§ OBJECTIVE
Swap "field-scouting log" for "site survey log" throughout the rows below and reproduce them with nothing else changed.

-- START --

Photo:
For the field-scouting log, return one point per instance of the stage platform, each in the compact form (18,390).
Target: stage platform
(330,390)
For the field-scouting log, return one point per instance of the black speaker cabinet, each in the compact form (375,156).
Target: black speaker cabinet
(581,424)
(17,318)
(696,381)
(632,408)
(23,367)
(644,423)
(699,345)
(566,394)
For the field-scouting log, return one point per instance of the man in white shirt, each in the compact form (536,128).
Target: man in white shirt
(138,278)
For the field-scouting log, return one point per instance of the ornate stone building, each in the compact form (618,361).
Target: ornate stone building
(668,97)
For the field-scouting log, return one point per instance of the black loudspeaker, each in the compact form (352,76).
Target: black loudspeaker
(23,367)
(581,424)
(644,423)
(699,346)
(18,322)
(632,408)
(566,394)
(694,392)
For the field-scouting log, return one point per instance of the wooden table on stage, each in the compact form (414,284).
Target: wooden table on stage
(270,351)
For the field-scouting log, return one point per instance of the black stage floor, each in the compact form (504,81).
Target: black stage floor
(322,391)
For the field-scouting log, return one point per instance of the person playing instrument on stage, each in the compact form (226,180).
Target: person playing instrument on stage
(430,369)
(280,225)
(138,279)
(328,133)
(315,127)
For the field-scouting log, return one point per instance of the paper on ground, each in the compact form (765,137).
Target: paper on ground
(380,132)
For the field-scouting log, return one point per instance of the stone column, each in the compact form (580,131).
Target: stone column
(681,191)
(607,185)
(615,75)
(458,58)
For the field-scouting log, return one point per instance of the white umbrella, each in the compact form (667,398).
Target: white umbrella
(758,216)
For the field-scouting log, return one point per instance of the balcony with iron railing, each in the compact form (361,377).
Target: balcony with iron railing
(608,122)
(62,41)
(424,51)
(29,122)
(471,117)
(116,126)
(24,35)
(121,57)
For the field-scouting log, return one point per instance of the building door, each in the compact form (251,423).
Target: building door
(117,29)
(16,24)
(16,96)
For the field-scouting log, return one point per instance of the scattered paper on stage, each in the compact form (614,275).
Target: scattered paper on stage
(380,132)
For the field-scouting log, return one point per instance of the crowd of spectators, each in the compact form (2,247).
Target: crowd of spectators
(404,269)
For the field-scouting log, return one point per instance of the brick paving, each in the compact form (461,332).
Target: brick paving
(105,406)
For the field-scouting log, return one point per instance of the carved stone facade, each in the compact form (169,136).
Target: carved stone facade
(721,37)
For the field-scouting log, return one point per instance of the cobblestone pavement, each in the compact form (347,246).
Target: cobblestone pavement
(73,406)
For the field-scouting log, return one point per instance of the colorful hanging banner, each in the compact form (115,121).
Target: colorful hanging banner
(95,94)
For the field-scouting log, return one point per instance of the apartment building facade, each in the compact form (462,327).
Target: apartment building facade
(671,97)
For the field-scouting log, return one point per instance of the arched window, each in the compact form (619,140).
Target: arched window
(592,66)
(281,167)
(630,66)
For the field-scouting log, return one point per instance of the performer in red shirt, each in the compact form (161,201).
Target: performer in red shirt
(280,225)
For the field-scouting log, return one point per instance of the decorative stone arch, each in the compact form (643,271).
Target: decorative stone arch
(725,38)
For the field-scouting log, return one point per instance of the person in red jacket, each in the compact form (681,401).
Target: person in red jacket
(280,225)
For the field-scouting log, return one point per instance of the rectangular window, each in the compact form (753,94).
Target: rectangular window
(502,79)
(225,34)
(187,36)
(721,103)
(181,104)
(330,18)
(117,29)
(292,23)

-- END --

§ FULL OUTPUT
Photo:
For the site survey log, return one point per instance of the stage platform, each in the compact form (18,390).
Target: stage platform
(330,390)
For the site survey log, return one point per instance of the black speaker cabinet, each in the compact form (375,156).
Target: black speaker cabinet
(581,424)
(17,318)
(696,381)
(632,408)
(23,367)
(644,423)
(699,345)
(566,394)
For the site survey log, return one point per instance of the man in white shirt, each in the compact form (536,128).
Target: man in white shirt
(138,278)
For the site survey log, return one point per instance of the ornate stone building, each in the compact form (618,361).
Target: ornate stone building
(668,97)
For the site survey log, return one point per instance of the black loudspeaker, each in the compact form (352,76).
Target: black loudspeaker
(23,367)
(581,424)
(644,423)
(699,346)
(18,322)
(632,408)
(566,394)
(694,392)
For the site survey log, return one point per instance of the wooden table on stage, each in the compact form (414,284).
Target: wooden table on stage
(270,351)
For the site survey log, return one point per instance of the black stage floor, each in the compact form (504,81).
Target: black stage floor
(322,391)
For the site survey log, return one point per instance of the person playing instrument on stage, each in the compact form (226,180).
Target: person playing instrument on stage
(430,369)
(280,225)
(138,279)
(328,133)
(315,127)
For the site survey log, return one point per instance of the paper on ground, each in the compact form (765,137).
Target: paper on ground
(380,132)
For the site survey log, return one point per instance of the stone column, each in the compact form (580,131).
Target: stone column
(681,191)
(607,185)
(615,75)
(458,58)
For the site survey log, return one point per instance of the white umbrella, each in the compact form (667,398).
Target: white umbrella
(758,216)
For the site survey log, return one point per instance of the balcony with iron railing, each in the compact form (361,377).
Target: balcony with iron railing
(608,122)
(62,41)
(424,51)
(29,122)
(471,117)
(116,126)
(24,35)
(121,57)
For the site survey log, return one point per instance of the building door, each in the compact form (251,423).
Target: building door
(117,29)
(16,24)
(16,96)
For the site survey log, return one point per instance of the scattered paper on stage, each in the compact form (614,275).
Target: scattered paper on stage
(380,132)
For the site survey log, return one point per instance of the crowd of spectators, each in the compact form (2,247).
Target: crowd of spectators
(404,269)
For the site survey log, return one point per instance of the brick paving, each in the compact form (461,332).
Target: brick paving
(105,406)
For the site survey log, return one point per instance of the carved stone facade, each in the compact form (169,136).
Target: carved stone facade
(721,37)
For the site survey log, return one point per instance of the cobblestone pavement, each in the compact form (347,246).
Target: cobblestone pavement
(73,406)
For the site survey log, return one point per instance of the colorful hanging banner, each in the compact form (115,121).
Target: colorful hanging banner
(95,94)
For the site survey log, return one point per instance of the apartment building facade, each in the compact form (462,327).
Target: apartment building facade
(671,97)
For the site survey log, return one point per instance of the arched window, each in the compact form (619,140).
Target: arched window
(592,66)
(281,167)
(630,66)
For the site survey log, return one point per instance of the performer in red shirt, each in the compact form (161,201).
Target: performer in red shirt
(280,225)
For the site survey log, return one point per instance of the decorative stone arch, each in the compact form (643,271).
Target: decorative stone arch
(725,38)
For the site survey log, return one point per instance of the person in red jacket, each in the compact form (681,401).
Target: person in red jacket
(280,225)
For the site survey log, return one point per instance of the rectangular window, each in the compact form (753,94).
Target: rectangular window
(502,79)
(225,34)
(187,36)
(721,103)
(181,104)
(330,18)
(117,29)
(292,23)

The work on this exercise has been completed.